What the task asks
Return all of the rows below verbatim, omitting the pictures from your answer.

Point labeling examples
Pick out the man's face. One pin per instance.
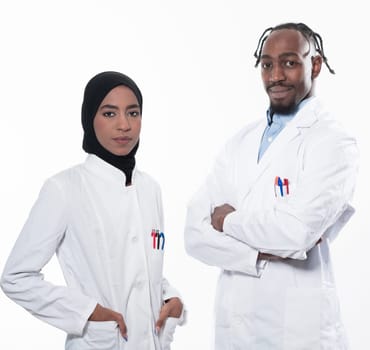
(288, 69)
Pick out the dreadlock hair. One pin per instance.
(306, 31)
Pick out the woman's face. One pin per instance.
(117, 122)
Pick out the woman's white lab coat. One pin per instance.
(289, 304)
(101, 232)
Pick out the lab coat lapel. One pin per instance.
(303, 120)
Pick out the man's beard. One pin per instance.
(284, 110)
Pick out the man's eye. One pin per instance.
(266, 65)
(290, 64)
(109, 114)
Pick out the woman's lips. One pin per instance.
(122, 140)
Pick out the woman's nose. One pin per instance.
(123, 123)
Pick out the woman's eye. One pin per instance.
(109, 114)
(133, 114)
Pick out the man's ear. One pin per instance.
(316, 66)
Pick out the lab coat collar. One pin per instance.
(103, 169)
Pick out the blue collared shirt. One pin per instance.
(275, 124)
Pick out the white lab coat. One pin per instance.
(289, 304)
(101, 232)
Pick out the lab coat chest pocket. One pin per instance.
(97, 336)
(156, 243)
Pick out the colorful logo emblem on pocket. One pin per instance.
(281, 187)
(158, 239)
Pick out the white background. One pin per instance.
(193, 61)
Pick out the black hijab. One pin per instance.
(95, 91)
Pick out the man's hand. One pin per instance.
(218, 216)
(172, 308)
(104, 314)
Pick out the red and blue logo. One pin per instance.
(281, 187)
(158, 239)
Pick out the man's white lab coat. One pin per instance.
(298, 193)
(109, 244)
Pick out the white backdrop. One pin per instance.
(193, 61)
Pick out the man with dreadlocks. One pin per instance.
(278, 195)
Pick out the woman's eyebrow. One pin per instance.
(109, 106)
(132, 106)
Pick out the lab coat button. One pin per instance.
(139, 284)
(238, 319)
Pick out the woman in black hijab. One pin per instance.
(103, 219)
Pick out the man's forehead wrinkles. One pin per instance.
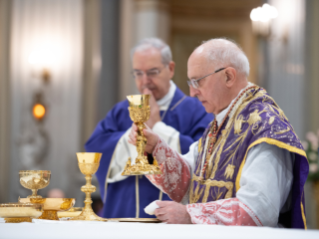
(150, 69)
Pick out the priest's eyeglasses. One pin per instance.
(195, 83)
(152, 73)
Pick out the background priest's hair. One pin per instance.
(223, 52)
(157, 43)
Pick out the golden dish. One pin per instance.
(51, 206)
(144, 220)
(73, 212)
(20, 212)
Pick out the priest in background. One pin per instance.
(249, 167)
(178, 119)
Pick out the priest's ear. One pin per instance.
(230, 76)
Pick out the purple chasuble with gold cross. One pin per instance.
(255, 119)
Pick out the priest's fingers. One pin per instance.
(159, 212)
(163, 203)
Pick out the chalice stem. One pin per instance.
(89, 189)
(34, 192)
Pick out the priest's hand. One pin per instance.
(172, 212)
(155, 112)
(150, 136)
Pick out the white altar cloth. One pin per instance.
(119, 230)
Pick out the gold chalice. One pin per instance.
(51, 206)
(34, 180)
(139, 113)
(88, 164)
(20, 212)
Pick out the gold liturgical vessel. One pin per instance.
(51, 206)
(34, 180)
(20, 212)
(139, 113)
(88, 164)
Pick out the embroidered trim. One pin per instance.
(137, 196)
(178, 102)
(303, 213)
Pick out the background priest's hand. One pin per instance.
(172, 213)
(155, 112)
(150, 136)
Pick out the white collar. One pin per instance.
(167, 99)
(220, 117)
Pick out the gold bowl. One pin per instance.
(34, 180)
(20, 212)
(73, 212)
(51, 206)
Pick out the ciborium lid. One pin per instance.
(138, 100)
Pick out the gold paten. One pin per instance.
(145, 220)
(18, 219)
(139, 113)
(51, 206)
(88, 164)
(34, 180)
(73, 212)
(20, 212)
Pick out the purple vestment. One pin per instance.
(255, 119)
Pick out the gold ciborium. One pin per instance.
(88, 164)
(139, 113)
(34, 180)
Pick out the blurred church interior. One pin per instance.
(65, 63)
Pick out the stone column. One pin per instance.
(5, 13)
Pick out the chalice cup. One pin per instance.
(139, 113)
(34, 180)
(88, 164)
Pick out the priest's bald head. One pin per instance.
(152, 66)
(218, 70)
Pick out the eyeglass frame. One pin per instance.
(147, 73)
(194, 83)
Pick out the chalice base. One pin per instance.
(18, 219)
(88, 215)
(37, 196)
(49, 215)
(140, 169)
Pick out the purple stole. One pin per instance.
(255, 119)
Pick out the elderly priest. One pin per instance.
(178, 119)
(249, 167)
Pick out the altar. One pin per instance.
(82, 229)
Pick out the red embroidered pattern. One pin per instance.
(223, 212)
(176, 176)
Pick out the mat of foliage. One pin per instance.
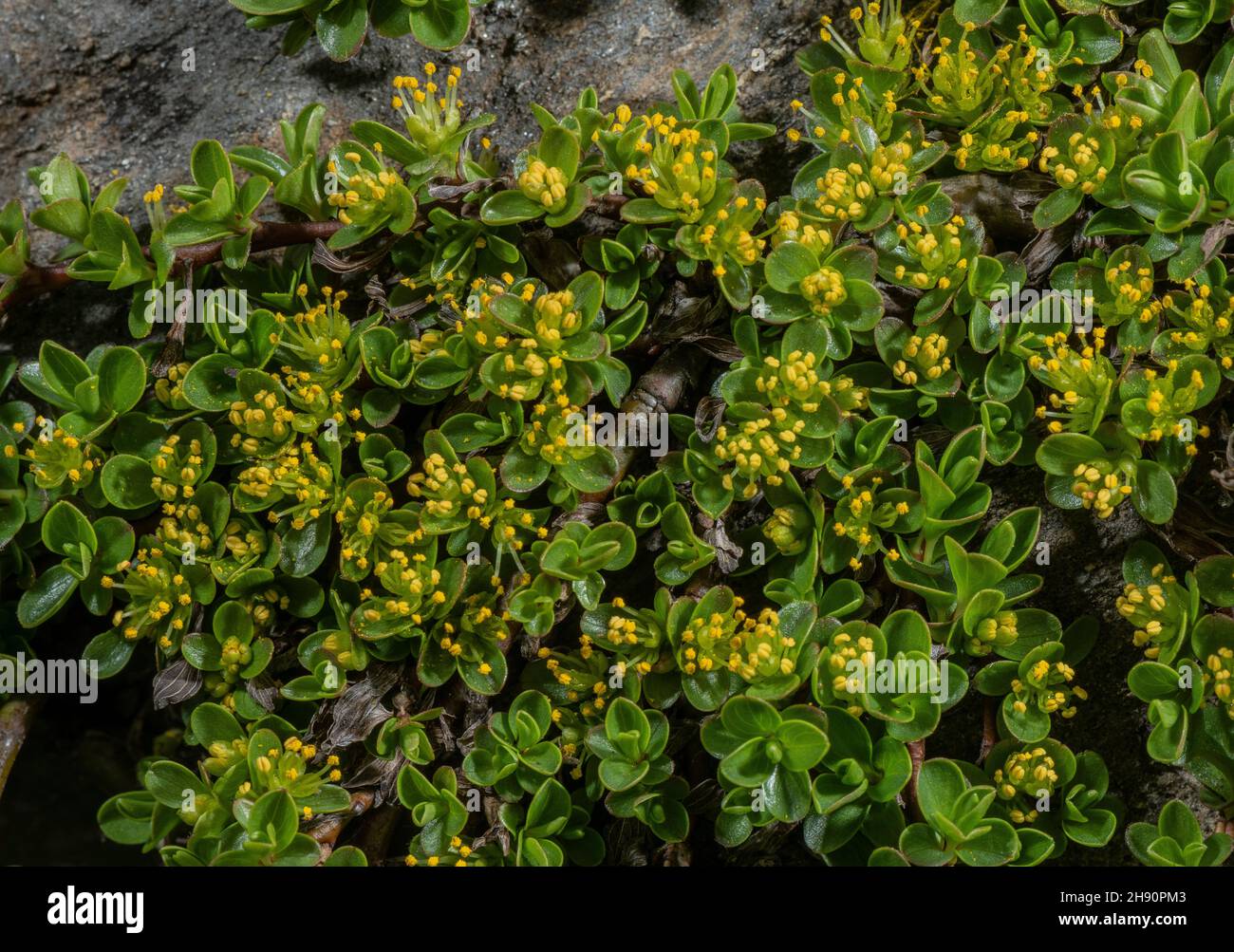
(353, 499)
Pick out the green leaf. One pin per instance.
(341, 28)
(46, 596)
(440, 24)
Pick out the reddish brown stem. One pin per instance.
(917, 755)
(15, 720)
(988, 729)
(38, 280)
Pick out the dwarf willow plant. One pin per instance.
(359, 517)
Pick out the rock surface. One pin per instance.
(107, 83)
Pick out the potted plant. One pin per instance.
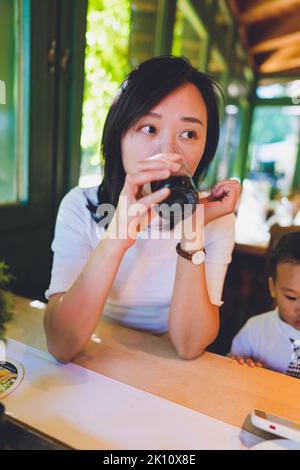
(6, 298)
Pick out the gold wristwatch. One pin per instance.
(196, 257)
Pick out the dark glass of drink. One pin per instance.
(183, 192)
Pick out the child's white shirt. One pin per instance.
(267, 338)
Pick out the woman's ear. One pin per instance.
(272, 287)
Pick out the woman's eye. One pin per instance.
(189, 135)
(148, 129)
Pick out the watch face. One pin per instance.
(198, 257)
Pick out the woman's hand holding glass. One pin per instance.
(135, 210)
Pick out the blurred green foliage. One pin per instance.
(271, 125)
(106, 64)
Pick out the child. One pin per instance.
(272, 339)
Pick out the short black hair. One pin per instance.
(141, 90)
(286, 250)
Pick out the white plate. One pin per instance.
(277, 444)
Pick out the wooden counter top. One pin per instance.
(211, 384)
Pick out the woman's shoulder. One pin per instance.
(78, 197)
(220, 228)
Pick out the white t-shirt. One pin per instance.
(141, 293)
(268, 339)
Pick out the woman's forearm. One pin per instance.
(72, 319)
(193, 320)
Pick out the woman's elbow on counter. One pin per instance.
(59, 355)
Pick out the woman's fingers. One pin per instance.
(158, 165)
(154, 198)
(164, 157)
(250, 362)
(144, 177)
(244, 360)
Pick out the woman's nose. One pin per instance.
(167, 147)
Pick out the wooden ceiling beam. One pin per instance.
(281, 61)
(275, 43)
(266, 10)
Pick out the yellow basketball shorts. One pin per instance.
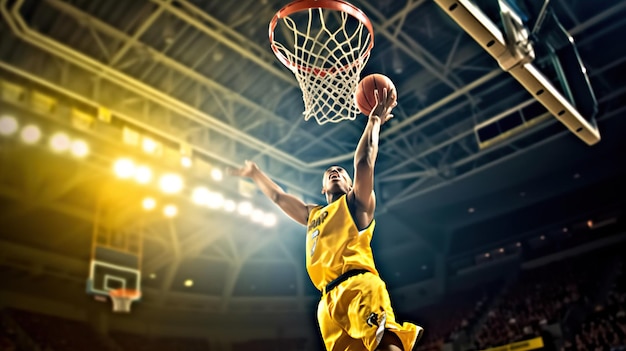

Finished answer
Pick out the man's face. One pin per instance.
(288, 69)
Pick out the dreadlock hair. One pin per instance.
(306, 31)
Pick out the woman's face. One pin per instance.
(117, 122)
Pick out the woman's white lab coat. One pin per instance.
(289, 304)
(101, 232)
Pick out the lab coat lapel. One pin per instance.
(303, 120)
Pick out the man's beard. One pin per instance.
(284, 110)
Pick out the man's eye. One pin per instance.
(266, 65)
(290, 64)
(109, 114)
Pick out the woman's lips. One pin per instance.
(122, 140)
Pick out the woman's nose. One pin per instance.
(123, 123)
Pick out the woman's eye. One pin per instance.
(109, 114)
(133, 114)
Pick out the man's ear. One pin per instance.
(316, 66)
Pick out the lab coat collar. One pin per instance.
(103, 169)
Pick out the blue collared shirt. One pin per instance.
(275, 124)
Pick out the white lab coat. One pin per instance.
(289, 304)
(101, 232)
Pick out the lab coat chest pocket. One pin per instance.
(97, 336)
(156, 243)
Pick out the colorful logo emblem on pocket. One pin per instance.
(281, 187)
(158, 239)
Pick out the white background. One pin per instance.
(193, 61)
Pick out the black hijab. One pin per instance.
(95, 91)
Pick out the man's hand. One pin per instance.
(218, 216)
(172, 308)
(104, 314)
Pick out the red and blue logo. One pin per instance.
(281, 187)
(158, 239)
Pick out the man's white lab coat. One pin per instance.
(298, 193)
(109, 244)
Pick out the white backdrop. One pin per instance.
(193, 61)
Pick out the man with dreadlocks. One pin per instance.
(278, 195)
Pick out the woman's eyebrow. One pin per instance.
(109, 106)
(132, 106)
Pick out the lab coat button. One pin per instance.
(139, 284)
(238, 319)
Pick out the woman in black hijab. One pin per instance.
(103, 219)
Pick out the man's forehead wrinkles. One pin per instance.
(150, 69)
Pick out the priest's eyeglasses. One pin per instance.
(195, 83)
(152, 73)
Pick out the background priest's hair. One pin per instance.
(223, 52)
(157, 43)
Pick out the golden dish. One pin per instance.
(51, 206)
(144, 220)
(73, 212)
(20, 212)
Pick out the priest in background. One pin per instance.
(249, 167)
(178, 119)
Pick out the priest's ear. One pin per instance.
(230, 76)
Pick out the purple chasuble with gold cross. One pin per instance.
(255, 119)
Pick out the priest's fingers. One pin per instance.
(159, 212)
(163, 203)
Pick out the chalice stem. One pin per instance.
(89, 189)
(34, 192)
Pick out the priest's hand. One pin per instance.
(172, 212)
(155, 112)
(150, 136)
Pick out the white altar cloth. One pin per instance.
(119, 230)
Pick out the gold chalice. One pin per instance.
(51, 206)
(34, 180)
(139, 113)
(88, 164)
(20, 212)
Pick out the gold liturgical vessel. One pin per instance.
(51, 206)
(34, 180)
(20, 212)
(139, 113)
(88, 164)
Pick out the embroidered trim. One pin per instance.
(137, 196)
(178, 102)
(303, 213)
Pick out the background priest's hand. One pin per instance.
(172, 213)
(155, 112)
(150, 136)
Pick out the white collar. One pin per instance.
(167, 99)
(220, 117)
Pick out the gold bowl. One pin per instance.
(34, 180)
(20, 212)
(73, 212)
(51, 206)
Pick out the ciborium lid. One pin per instance.
(138, 100)
Pick out the gold paten. One pin per instance.
(145, 220)
(18, 219)
(139, 113)
(51, 206)
(88, 164)
(34, 180)
(73, 212)
(20, 212)
Pick out the purple vestment. One pin per instance.
(255, 119)
Pick out the gold ciborium. One pin per instance.
(88, 164)
(139, 113)
(34, 180)
Pick out the blurred church interior. One pin per instance.
(65, 63)
Pick out the stone column. One pin per instance.
(5, 13)
Pick out the chalice cup. One pin per instance.
(139, 113)
(34, 180)
(88, 164)
Pick out the priest's bald head. One pin per instance.
(152, 66)
(218, 70)
Pick out the eyeglass frame. One pin per instance.
(147, 73)
(194, 83)
Pick out the chalice base. One pin per instance.
(18, 219)
(88, 215)
(37, 196)
(49, 215)
(140, 169)
Pick out the purple stole. One pin per instance.
(255, 119)
Pick out the elderly priest. One pin per instance.
(178, 119)
(249, 167)
Pick out the altar. One pin per instance.
(82, 229)
Pick out the red embroidered pattern. One pin per instance.
(223, 212)
(176, 176)
Pick out the mat of foliage. One pin per instance.
(353, 499)
Pick out the green leaf. One pin per instance.
(341, 28)
(46, 596)
(440, 24)
Pick out the reddish brown stem. One pin per instance.
(917, 755)
(15, 720)
(988, 729)
(38, 280)
Pick out the dwarf willow plant. One pin per instance.
(359, 517)
Pick out the rock surface. One pin per instance.
(107, 83)
Pick out the potted plant. One pin per instance.
(6, 298)
Pick out the gold wristwatch. One pin per instance.
(196, 257)
Pick out the dark glass of drink. One pin per instance.
(183, 192)
Pick out the child's white shirt. One pin per instance.
(267, 338)
Pick out the woman's ear. One pin per instance.
(272, 287)
Pick out the woman's eye. One pin per instance.
(189, 135)
(148, 129)
Pick out the watch face. One pin per instance.
(198, 257)
Pick out the woman's hand holding glass. One pin per instance.
(135, 210)
Pick out the blurred green foliage. One pin per instance.
(271, 125)
(106, 64)
Pick out the child. One pin per instance.
(272, 339)
Pick out the short black hair. One pin per instance.
(141, 90)
(286, 250)
Pick out the white plate. One pin per instance.
(277, 444)
Pick out the wooden counter top. One pin per instance.
(211, 384)
Pick out the woman's shoulder. One pin per instance.
(78, 197)
(220, 228)
Pick out the white t-shirt. One pin per instance.
(141, 293)
(268, 339)
Pick out the woman's forearm. One pin per instance.
(72, 319)
(193, 320)
Pick out the woman's elbow on counter. One pin per instance.
(59, 355)
Pick out the woman's fingers. One pin per instance.
(158, 165)
(154, 198)
(164, 157)
(250, 362)
(144, 177)
(244, 360)
Pick out the woman's nose. One pin per instance.
(167, 147)
Pick out the wooden ceiling beam. One pin per instance.
(281, 61)
(275, 43)
(266, 10)
Pick out the yellow basketball shorts. One pin per instance.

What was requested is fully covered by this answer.